EXERCISE: Copy out all of these lines word for word, omitting the pictures from your answer.

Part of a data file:
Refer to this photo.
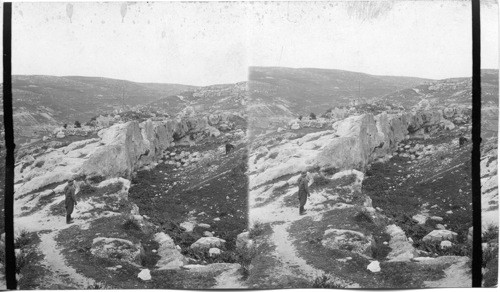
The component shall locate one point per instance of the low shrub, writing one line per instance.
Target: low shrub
(325, 282)
(25, 257)
(258, 229)
(39, 163)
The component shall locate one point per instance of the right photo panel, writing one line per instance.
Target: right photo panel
(359, 122)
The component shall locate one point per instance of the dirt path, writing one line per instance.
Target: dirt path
(230, 279)
(55, 262)
(62, 275)
(287, 254)
(456, 276)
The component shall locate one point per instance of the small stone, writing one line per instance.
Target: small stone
(445, 244)
(214, 252)
(204, 225)
(374, 267)
(144, 275)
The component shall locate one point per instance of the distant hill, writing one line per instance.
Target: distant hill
(205, 100)
(277, 93)
(42, 102)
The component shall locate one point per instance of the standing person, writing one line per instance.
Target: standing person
(303, 191)
(70, 200)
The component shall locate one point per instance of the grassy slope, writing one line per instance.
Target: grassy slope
(216, 190)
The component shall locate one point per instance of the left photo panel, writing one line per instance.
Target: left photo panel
(131, 145)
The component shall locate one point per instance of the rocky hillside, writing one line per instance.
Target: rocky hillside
(41, 103)
(279, 94)
(276, 93)
(386, 209)
(154, 196)
(212, 99)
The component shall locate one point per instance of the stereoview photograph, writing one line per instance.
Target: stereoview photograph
(251, 145)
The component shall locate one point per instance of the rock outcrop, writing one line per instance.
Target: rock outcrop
(119, 151)
(353, 143)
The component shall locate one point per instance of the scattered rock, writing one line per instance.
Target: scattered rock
(374, 267)
(439, 235)
(208, 234)
(144, 275)
(188, 226)
(243, 240)
(212, 252)
(420, 218)
(205, 243)
(343, 239)
(445, 244)
(203, 225)
(170, 256)
(401, 247)
(118, 248)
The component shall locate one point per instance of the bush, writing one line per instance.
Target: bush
(258, 229)
(131, 224)
(39, 163)
(491, 234)
(320, 181)
(25, 258)
(23, 240)
(363, 216)
(245, 256)
(325, 282)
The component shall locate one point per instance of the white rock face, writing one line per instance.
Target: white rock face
(189, 226)
(445, 244)
(374, 267)
(144, 275)
(402, 249)
(111, 247)
(439, 235)
(341, 239)
(243, 240)
(212, 252)
(205, 243)
(170, 256)
(356, 142)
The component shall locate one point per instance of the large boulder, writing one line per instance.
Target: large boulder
(401, 248)
(243, 240)
(170, 256)
(205, 243)
(117, 248)
(437, 236)
(350, 240)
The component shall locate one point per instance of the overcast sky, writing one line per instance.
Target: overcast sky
(210, 43)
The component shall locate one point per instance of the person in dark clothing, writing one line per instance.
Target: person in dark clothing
(303, 191)
(70, 200)
(229, 147)
(462, 140)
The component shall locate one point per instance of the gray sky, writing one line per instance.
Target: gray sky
(210, 43)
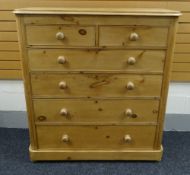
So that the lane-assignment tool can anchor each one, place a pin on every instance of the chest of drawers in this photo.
(96, 81)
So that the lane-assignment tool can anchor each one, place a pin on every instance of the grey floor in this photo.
(14, 159)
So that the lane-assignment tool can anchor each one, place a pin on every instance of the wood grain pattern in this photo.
(95, 85)
(93, 104)
(11, 74)
(9, 46)
(95, 137)
(8, 26)
(8, 36)
(99, 111)
(10, 65)
(96, 60)
(9, 55)
(7, 6)
(119, 36)
(94, 20)
(46, 35)
(181, 57)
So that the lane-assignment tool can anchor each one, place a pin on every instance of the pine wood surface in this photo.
(65, 91)
(7, 22)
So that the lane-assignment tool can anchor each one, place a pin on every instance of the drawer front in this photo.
(95, 137)
(95, 85)
(97, 111)
(132, 36)
(96, 20)
(61, 35)
(74, 59)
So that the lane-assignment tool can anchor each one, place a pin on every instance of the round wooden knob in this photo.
(130, 85)
(60, 35)
(41, 118)
(131, 61)
(65, 138)
(127, 138)
(134, 36)
(61, 60)
(128, 112)
(62, 85)
(64, 112)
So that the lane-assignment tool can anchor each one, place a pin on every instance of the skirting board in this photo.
(37, 155)
(18, 119)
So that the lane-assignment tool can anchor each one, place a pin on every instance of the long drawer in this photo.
(96, 111)
(132, 36)
(61, 35)
(101, 60)
(95, 85)
(95, 137)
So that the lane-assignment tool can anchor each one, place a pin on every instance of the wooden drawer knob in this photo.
(133, 36)
(131, 61)
(65, 138)
(41, 118)
(64, 112)
(130, 85)
(61, 60)
(128, 112)
(62, 85)
(60, 35)
(127, 138)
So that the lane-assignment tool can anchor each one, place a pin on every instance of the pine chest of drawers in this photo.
(96, 81)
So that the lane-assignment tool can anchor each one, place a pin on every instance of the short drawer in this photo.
(95, 85)
(101, 60)
(95, 137)
(61, 35)
(96, 111)
(132, 36)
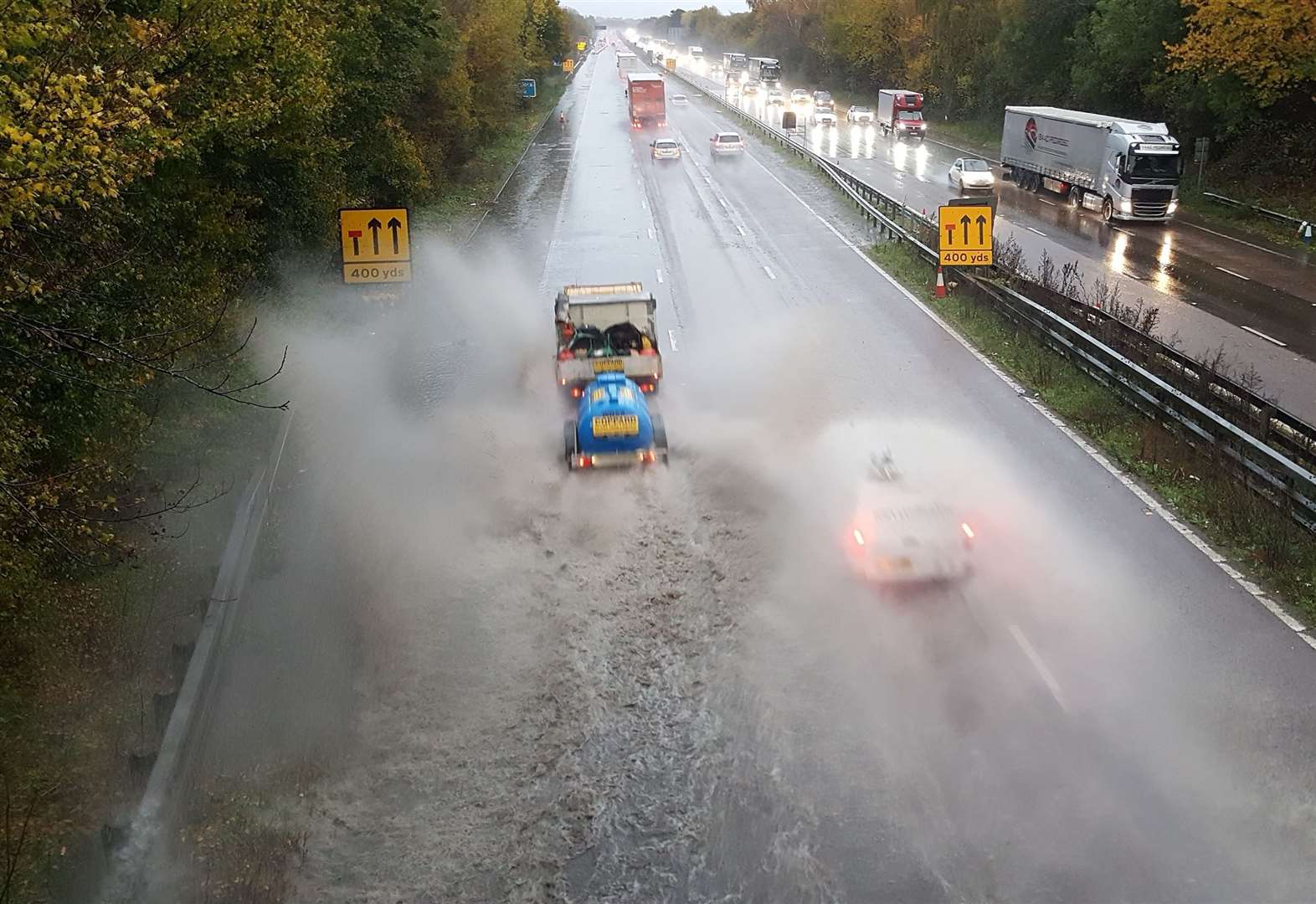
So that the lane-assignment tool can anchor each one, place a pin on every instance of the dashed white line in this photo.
(1095, 455)
(1051, 685)
(1269, 338)
(1233, 239)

CORRECT OUTPUT:
Refer to this photo.
The component shall locate one point per instance of the low shrub, writing one line per instance.
Target: low shrub
(325, 282)
(25, 257)
(258, 229)
(39, 163)
The component shall locate one point per instance of the right photo panel, writing one line per instance.
Target: right photo panel
(359, 122)
The component shall locate one point per instance of the dirt path, writing one line per instance.
Target: dirt path
(230, 279)
(55, 262)
(62, 275)
(287, 254)
(456, 276)
The component shall locate one point per instance of the small stone, writing one line per instance.
Target: small stone
(445, 244)
(214, 252)
(204, 225)
(374, 267)
(144, 275)
The component shall locate one point per instance of the distant hill, writing one line per instance.
Target: distant hill
(205, 100)
(277, 93)
(42, 102)
The component shall locate one point per instance of the standing person, writing one line per instance.
Target: standing person
(303, 191)
(70, 200)
The component shall locate one point per instance of the grassy slope, writing one line per instance.
Target: grassy slope
(216, 190)
The component shall locate one point per instance of the left photo panel, writing one line per instance.
Target: left photo panel
(131, 145)
The component shall locate one point per instance of the rocky hillside, writing one line per instance.
Target: rocky hillside
(41, 103)
(279, 94)
(276, 93)
(386, 209)
(154, 196)
(212, 99)
The component shall locate one point per instance of the stereoview photograph, writing one line per instance.
Target: stereoview photograph
(251, 145)
The component shall locate one point per instance of the rock outcrop, writing one line per instance.
Target: rock outcrop
(119, 151)
(353, 143)
The component shall locate one point per instance of the scattered rock, writing one line per instance.
Target: scattered rock
(374, 267)
(439, 235)
(208, 234)
(144, 275)
(188, 226)
(243, 240)
(212, 252)
(420, 218)
(205, 243)
(343, 239)
(445, 244)
(203, 225)
(170, 256)
(401, 247)
(118, 248)
The component shall locate one point per instance of the bush, writing one line per instance.
Target: bush
(258, 229)
(131, 224)
(39, 163)
(491, 234)
(320, 181)
(25, 258)
(23, 240)
(363, 216)
(245, 256)
(325, 282)
The component shall locate one point per instance of the white rock face, writing one line per instance.
Target: white rock face
(189, 226)
(445, 244)
(374, 267)
(144, 275)
(402, 249)
(111, 247)
(439, 235)
(341, 239)
(243, 240)
(212, 252)
(205, 243)
(170, 256)
(356, 142)
The component shall locate one point per instance of the large boulder, writing one line per instance.
Target: large boulder
(401, 248)
(243, 240)
(170, 256)
(205, 243)
(117, 248)
(437, 236)
(350, 240)
The component shall locate one point per instance of the overcast sky, writing one line per instance.
Target: overcast sky
(210, 43)
The component shall locate one point per instance of the person in dark clothing, writing one line per instance.
Target: person in dark clothing
(303, 191)
(70, 200)
(229, 147)
(462, 140)
The component shall locate one point per instance of the gray sky, writing one line per instance.
Target: gray sky
(210, 43)
So that the lane-assignment tool can anchor each one, place a pin on every instance of the chest of drawers in this photo.
(96, 81)
So that the lane-assignment tool can anchor each one, place a pin on every instance of the grey floor in this photo.
(14, 159)
So that the lane-assignment tool can anchor each one, place a pin on every instance of the wood grain pattern in this photo.
(95, 85)
(93, 104)
(11, 74)
(9, 46)
(95, 137)
(8, 26)
(8, 36)
(99, 111)
(10, 65)
(96, 60)
(9, 55)
(7, 6)
(119, 36)
(94, 20)
(46, 35)
(181, 57)
So that the lane-assignment tool can anchor each one, place a pin on every instance of the pine wood surface in this photo.
(65, 91)
(7, 22)
So that the lane-assignment tool can anchor each one, place a pin on every instance of the drawer front in this photo.
(95, 137)
(95, 85)
(97, 111)
(132, 36)
(96, 20)
(61, 35)
(74, 59)
So that the lane-assignment tool can anchor each one, place a pin on every instance of the round wooden knob in this photo.
(130, 85)
(60, 35)
(41, 118)
(131, 61)
(65, 138)
(127, 138)
(134, 36)
(61, 60)
(128, 112)
(62, 85)
(64, 112)
So that the lane-assignment tool can anchor each one, place a pin on every instance of the skirting board in this photo.
(37, 155)
(18, 119)
So that the lane-assignment tool can anchor each one, place a pin on every instance of the long drawer in this photo.
(96, 111)
(132, 36)
(61, 35)
(101, 60)
(95, 85)
(95, 137)
So that the lane-assignment tool can anchor each one, place a pin on every instance of the wooden drawer knob in this photo.
(133, 36)
(131, 61)
(65, 138)
(41, 118)
(64, 112)
(130, 85)
(61, 60)
(128, 112)
(62, 85)
(60, 35)
(127, 138)
So that the lane-assignment tool can anchor each one, place a pin on every instance of the pine chest of drawers in this photo.
(96, 81)
So that the lane-assignment tool can anchor each one, place a pin on every instance of the short drawer in this photo.
(95, 85)
(101, 60)
(95, 137)
(61, 35)
(96, 111)
(132, 36)
So that the lane-assignment tool can anchor each one, place a pin on every instance of the dashed white line in this photo.
(1095, 455)
(1051, 685)
(1269, 338)
(1233, 239)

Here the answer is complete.